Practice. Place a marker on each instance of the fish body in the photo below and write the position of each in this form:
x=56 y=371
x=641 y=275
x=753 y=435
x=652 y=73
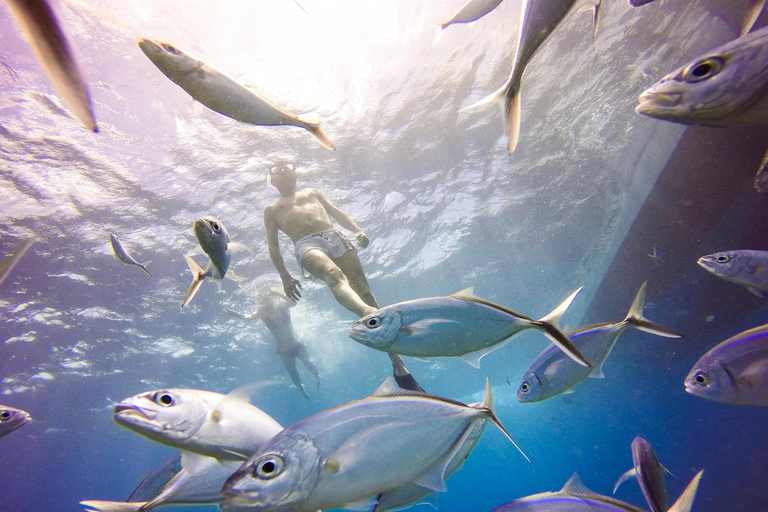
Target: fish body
x=724 y=87
x=343 y=456
x=53 y=51
x=122 y=254
x=460 y=325
x=649 y=473
x=552 y=374
x=746 y=268
x=575 y=497
x=735 y=371
x=538 y=19
x=197 y=483
x=11 y=419
x=220 y=93
x=221 y=426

What to work on: With the pictures removed, repeat the listing above exactly as it stands.

Solution to the exercise:
Practice. Place a marker on each instance of the fish body in the photo below and write the position of each in this form:
x=56 y=371
x=641 y=275
x=753 y=435
x=652 y=73
Target: fish body
x=724 y=87
x=343 y=456
x=53 y=51
x=122 y=254
x=460 y=325
x=649 y=473
x=552 y=374
x=746 y=268
x=575 y=497
x=735 y=371
x=538 y=19
x=197 y=483
x=11 y=419
x=220 y=93
x=221 y=426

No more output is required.